The task ▸
Straight copy, no pictures: transcribe each entry as it stands.

Input data ▸
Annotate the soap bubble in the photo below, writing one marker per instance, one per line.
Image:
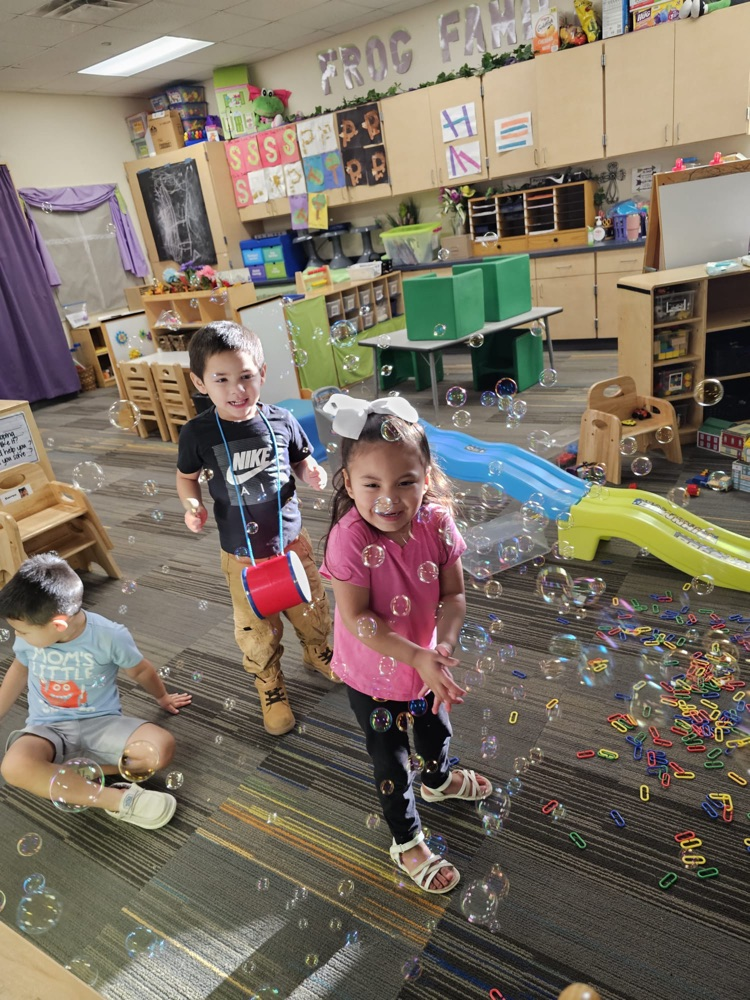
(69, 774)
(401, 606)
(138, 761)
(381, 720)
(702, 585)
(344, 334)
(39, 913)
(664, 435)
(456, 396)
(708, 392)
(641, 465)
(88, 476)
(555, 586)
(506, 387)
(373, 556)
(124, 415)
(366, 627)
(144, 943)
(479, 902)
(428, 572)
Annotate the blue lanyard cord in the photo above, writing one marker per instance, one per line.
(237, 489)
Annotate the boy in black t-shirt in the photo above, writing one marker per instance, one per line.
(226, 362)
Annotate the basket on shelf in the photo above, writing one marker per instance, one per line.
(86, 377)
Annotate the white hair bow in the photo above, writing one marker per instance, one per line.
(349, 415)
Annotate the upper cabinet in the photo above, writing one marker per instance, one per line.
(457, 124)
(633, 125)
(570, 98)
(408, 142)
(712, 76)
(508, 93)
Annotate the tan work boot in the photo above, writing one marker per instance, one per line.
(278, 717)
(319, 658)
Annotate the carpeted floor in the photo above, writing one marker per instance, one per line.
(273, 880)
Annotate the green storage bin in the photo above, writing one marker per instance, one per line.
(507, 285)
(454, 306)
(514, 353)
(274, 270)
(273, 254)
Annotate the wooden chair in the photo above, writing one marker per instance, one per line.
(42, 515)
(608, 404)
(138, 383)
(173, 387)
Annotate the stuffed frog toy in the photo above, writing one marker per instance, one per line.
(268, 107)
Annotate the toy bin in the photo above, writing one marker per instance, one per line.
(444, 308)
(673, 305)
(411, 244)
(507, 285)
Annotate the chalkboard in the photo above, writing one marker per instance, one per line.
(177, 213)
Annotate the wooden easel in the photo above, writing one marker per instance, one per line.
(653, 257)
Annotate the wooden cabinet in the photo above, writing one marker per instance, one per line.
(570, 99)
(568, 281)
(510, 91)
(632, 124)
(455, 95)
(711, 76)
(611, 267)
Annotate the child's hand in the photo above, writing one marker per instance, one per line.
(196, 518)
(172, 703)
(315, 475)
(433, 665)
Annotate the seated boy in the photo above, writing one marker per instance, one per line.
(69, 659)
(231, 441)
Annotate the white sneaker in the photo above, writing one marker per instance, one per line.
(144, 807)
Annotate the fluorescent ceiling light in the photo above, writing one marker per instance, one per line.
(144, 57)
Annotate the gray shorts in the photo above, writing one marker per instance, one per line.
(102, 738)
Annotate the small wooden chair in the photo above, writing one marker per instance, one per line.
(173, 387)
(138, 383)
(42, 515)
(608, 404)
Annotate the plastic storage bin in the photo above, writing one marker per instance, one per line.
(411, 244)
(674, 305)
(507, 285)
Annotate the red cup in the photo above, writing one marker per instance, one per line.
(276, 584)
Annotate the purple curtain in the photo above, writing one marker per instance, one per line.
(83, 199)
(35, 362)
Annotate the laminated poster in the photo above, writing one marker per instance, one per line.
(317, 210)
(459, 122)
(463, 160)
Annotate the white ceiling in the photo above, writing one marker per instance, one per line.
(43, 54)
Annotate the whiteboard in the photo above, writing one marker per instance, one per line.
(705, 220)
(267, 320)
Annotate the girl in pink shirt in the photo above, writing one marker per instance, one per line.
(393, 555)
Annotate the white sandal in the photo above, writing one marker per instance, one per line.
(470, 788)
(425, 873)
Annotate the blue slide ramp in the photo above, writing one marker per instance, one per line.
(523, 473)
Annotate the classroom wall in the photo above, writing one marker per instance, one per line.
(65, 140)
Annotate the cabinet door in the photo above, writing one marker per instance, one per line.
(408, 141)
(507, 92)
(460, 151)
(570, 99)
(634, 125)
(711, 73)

Result for this exercise ▸
Annotate the soap bubble in the photo below, writing one marker per instance, one per line.
Image:
(69, 774)
(401, 606)
(138, 761)
(381, 720)
(702, 585)
(344, 334)
(39, 913)
(664, 435)
(456, 396)
(708, 392)
(641, 465)
(88, 476)
(555, 586)
(506, 387)
(373, 556)
(124, 415)
(366, 627)
(144, 943)
(479, 902)
(428, 572)
Annotate the blue lanyard cord in the photo above, writing one marker per instance, one per line.
(237, 489)
Annotate the boy in black t-shirt in the photo above, writing one marker per instance, one per line.
(226, 362)
Annotate the basket on shelf in the photo above, writing one marker per instance, one per line.
(86, 377)
Annotate the white hair bow in the photo above, writing one marker per instance, one per line.
(349, 415)
Annotate the upper cabinet in the photo above, writing one marker per instance, one per line.
(457, 124)
(633, 125)
(570, 98)
(408, 142)
(712, 76)
(508, 93)
Annotate the tan work boot in the photo above, writing one marker per instance, one per line.
(278, 717)
(319, 658)
Annotate the carpeted floor in the photo above, writing one marker per instance, one per line.
(273, 880)
Annotate the green storage bin in the photo above, writing one marker per instance, one per line.
(507, 285)
(454, 306)
(514, 353)
(274, 270)
(273, 254)
Annotate the wooden chair in the photo above, writing one marker per instance, one per line.
(42, 515)
(608, 404)
(138, 383)
(173, 387)
Annotate the stuffed frog toy in the photo above, writing one marker per instance, one per line.
(268, 107)
Annotate the toy bin in the photo above, writing one marker per instance, one per line.
(444, 308)
(673, 305)
(411, 244)
(507, 285)
Annotate the chalkboard in the photo above, writing one marker per instance, one per line.
(177, 213)
Annotate the wooden easel in the photo above, writing one marker per instance, one per line.
(653, 257)
Annotate the wooden cabinet in the photo above, writing one marker per instance, one per line.
(570, 99)
(568, 281)
(510, 91)
(632, 124)
(455, 95)
(711, 76)
(611, 267)
Annotate the child's hand in the photo above, writing one marker per instance, one per line.
(196, 518)
(172, 703)
(315, 475)
(433, 665)
Annotate the seated boy in the photo above, writing one marker per instance, one per line.
(69, 659)
(231, 441)
Annotate the white sneaker in the photo above, writing one marker per instance, one per line.
(144, 807)
Annotate the fluorescent ceiling light in the photo above, writing one marker per instance, one per line.
(144, 57)
Annotate the gray shorts in the photo above, writing one marker per instance, one per line.
(102, 738)
Annotate the small wooden chair in the photo above, writing one marker per instance, one per line.
(173, 387)
(138, 383)
(42, 515)
(608, 404)
Annotate the plastic storage bin in the photo above, writing one marker per instance, one per line.
(411, 244)
(674, 305)
(507, 285)
Annotate the red cup in the photo above, writing one marker per instance, one per line.
(276, 584)
Annotate the purple curtain in the photo above, writing one marker per instance, one per line.
(83, 199)
(35, 362)
Annotate the laminated poster in the photo above, writing one marker per instance, one per line.
(317, 210)
(459, 122)
(463, 160)
Annotate the white ceiling in the photo above, writing one marker per instance, one per line.
(43, 54)
Annotate the whiteboard in the photo above, writing one marker per instance, one per line.
(705, 220)
(267, 320)
Annotate the girl in pink shirt in the photo above, writing one marker per instance, one per line.
(393, 555)
Annotate the white sandal in the photo above, writing one marker per instance, one per line.
(470, 788)
(425, 873)
Annotate the blue slide ramp in the photo above, writing one marker per instance, one per line.
(523, 473)
Annotate the classroom wall in the photo above, writing one marker per instance, one per line.
(65, 140)
Annotate the cabinet door in the photo above, writing one marker per instance, one per line.
(408, 141)
(507, 92)
(460, 151)
(570, 99)
(634, 125)
(711, 73)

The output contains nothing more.